- [REQUIRED WORK]:
#1 Reproduce the passage of the Slint types documentation starting at "float default: 0" and ending at "Signed integral number.".
#2 Name every type the Slint types documentation lists under its "Numeric Types" heading.
#3 Pick up the Slint types documentation after its last sentence and keep writing it.
═══ DOCUMENT EXTRACT
Slint is a statically typed language and offers a rich range of primitive types.

Primitive Types

bool

bool default: false

boolean whose value can be either true or false.

string

string default: ""

Any sequence of utf-8 encoded characters surrounded by quotes is a string: "foo".

Escape sequences may be embedded into strings to insert characters that would be hard to insert otherwise:

EscapeResult
\""
\\\
\nnew line
\u{x}where x is a hexadecimal number, expands to the unicode code point represented by this number
\{expression}the result of evaluating the expression

Anything else following an unescaped \ is an error.

export component Example inherits Text {
text: "hello";
}
slint

Numeric Types

angle

angle default: 0deg

Angle measurement, corresponds to a literal like 90deg, 1.2rad, 0 25turn

duration

duration default: 0ms

Type for the duration of animations. A suffix like ms (millisecond) or s (second) is used to indicate the precision.

float

float default: 0

Signed, 32-bit floating point number. Numbers with a % suffix are automatically divided by 100, so for example 30% is the same as 0.30.

int

int default: 0

Signed integral number.

length

length default: 0px

The type used for x, y, width and height coordinates. Corresponds to a literal like 1px, 1pt, 1in, 1mm, or 1cm. It can be converted to and from length provided the binding is run in a context where there is an access to the device pixel ratio.

percent

percent default: 0%

Signed, 32-bit floating point number that is interpreted as percentage. Literal number assigned to properties of this type must have a % suffix.
══════
═══ DATASET EXCERPTS
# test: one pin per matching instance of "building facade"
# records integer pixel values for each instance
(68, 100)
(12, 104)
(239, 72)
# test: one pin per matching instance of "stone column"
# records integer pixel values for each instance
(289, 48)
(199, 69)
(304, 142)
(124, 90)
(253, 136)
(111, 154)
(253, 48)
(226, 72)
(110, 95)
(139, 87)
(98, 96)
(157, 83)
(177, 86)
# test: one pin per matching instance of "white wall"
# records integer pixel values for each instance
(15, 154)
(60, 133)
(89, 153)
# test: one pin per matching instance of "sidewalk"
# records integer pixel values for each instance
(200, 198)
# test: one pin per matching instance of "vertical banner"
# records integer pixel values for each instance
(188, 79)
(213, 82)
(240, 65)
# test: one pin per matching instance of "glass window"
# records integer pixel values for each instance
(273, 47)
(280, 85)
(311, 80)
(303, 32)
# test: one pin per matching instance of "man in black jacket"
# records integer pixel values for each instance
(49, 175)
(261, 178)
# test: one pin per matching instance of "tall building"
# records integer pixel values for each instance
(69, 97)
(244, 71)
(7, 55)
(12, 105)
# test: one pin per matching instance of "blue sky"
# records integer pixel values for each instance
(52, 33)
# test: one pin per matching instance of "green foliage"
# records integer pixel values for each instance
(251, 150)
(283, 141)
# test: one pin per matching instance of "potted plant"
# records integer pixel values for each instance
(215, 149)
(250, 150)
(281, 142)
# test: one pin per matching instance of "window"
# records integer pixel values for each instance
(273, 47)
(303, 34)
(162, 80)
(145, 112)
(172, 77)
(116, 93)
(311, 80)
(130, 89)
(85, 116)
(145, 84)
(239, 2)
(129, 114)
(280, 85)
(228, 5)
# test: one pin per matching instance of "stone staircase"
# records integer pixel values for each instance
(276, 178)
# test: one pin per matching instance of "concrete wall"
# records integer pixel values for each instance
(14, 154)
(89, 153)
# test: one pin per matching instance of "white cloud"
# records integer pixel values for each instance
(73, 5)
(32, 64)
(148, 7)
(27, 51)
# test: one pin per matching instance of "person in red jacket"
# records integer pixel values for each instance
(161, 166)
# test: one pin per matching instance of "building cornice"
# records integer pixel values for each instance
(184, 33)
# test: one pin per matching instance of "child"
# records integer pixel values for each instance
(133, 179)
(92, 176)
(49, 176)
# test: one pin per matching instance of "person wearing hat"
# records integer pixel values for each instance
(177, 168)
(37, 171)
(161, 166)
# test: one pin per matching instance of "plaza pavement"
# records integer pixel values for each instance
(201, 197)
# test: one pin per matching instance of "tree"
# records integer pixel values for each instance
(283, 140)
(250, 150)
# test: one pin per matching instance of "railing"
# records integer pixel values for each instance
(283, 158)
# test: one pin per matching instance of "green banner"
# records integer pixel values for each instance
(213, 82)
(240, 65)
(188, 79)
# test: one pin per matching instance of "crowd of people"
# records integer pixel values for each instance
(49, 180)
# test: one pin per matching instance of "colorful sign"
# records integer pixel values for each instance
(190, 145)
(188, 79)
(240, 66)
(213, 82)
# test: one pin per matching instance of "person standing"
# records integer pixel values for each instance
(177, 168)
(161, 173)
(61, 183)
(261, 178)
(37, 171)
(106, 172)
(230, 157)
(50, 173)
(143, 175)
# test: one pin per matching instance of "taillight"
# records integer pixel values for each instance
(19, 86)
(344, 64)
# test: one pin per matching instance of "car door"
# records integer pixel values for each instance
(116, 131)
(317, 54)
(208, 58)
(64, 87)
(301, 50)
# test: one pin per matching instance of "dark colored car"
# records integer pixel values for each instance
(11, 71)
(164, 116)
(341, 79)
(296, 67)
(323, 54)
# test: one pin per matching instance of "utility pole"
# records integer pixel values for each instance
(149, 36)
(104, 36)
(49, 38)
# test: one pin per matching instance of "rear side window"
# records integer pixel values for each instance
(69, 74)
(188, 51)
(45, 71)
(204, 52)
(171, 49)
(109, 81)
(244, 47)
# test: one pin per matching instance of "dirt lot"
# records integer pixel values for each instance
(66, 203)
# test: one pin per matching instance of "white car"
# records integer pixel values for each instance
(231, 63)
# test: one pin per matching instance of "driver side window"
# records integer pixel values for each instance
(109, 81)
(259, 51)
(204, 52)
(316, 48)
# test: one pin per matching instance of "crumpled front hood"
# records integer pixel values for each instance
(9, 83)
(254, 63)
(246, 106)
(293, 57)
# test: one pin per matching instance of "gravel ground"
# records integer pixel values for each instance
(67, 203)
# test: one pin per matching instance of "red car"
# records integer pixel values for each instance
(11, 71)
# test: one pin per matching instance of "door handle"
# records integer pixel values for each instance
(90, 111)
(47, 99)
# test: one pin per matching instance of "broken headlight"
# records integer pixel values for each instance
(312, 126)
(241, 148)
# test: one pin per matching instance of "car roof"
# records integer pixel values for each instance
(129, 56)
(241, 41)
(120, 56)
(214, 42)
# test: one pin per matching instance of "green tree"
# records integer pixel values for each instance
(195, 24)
══════
- [RESULTS BY TASK]:
#1
float default: 0

Signed, 32-bit floating point number. Numbers with a % suffix are automatically divided by 100, so for example 30% is the same as 0.30.

int

int default: 0

Signed integral number.

#2 angle, duration, float, int, length, percent

#3
physical-length

physical-length default: 0phx

This is an amount of physical pixels. To convert from an integer to a length unit, one can simply multiply by 1px. Or to convert from a length to a float, one can divide by 1phx.

relative-font-size

relative-font-size default: 0rem

Relative font size factor that is multiplied with the Window.default-font-size and can be converted to a length.

Please see the language specific API references how these types are mapped to the APIs of the different programming languages.

Color and Brush Types

brush

brush default: transparent

A brush is a special type that can be either initialized from a color or a gradient. See Colors & Brushes.

color

color default: transparent

RGB color with an alpha channel, with 8 bit precision for each channel. CSS color names as well as the hexadecimal color encodings are supported, such as #RRGGBBAA or #RGB. See Colors & Brushes.

Images

image

image default: empty image

The image type is a reference to an image. It’s defined using the @image-url("...") construct. The address within the @image-url function must be known at compile time.

Slint looks for images in the following places:

  1. The absolute path or the path relative to the current .slint file.
  2. The include path used by the compiler to look up .slint files.

Access an image’s dimension using its width and height properties.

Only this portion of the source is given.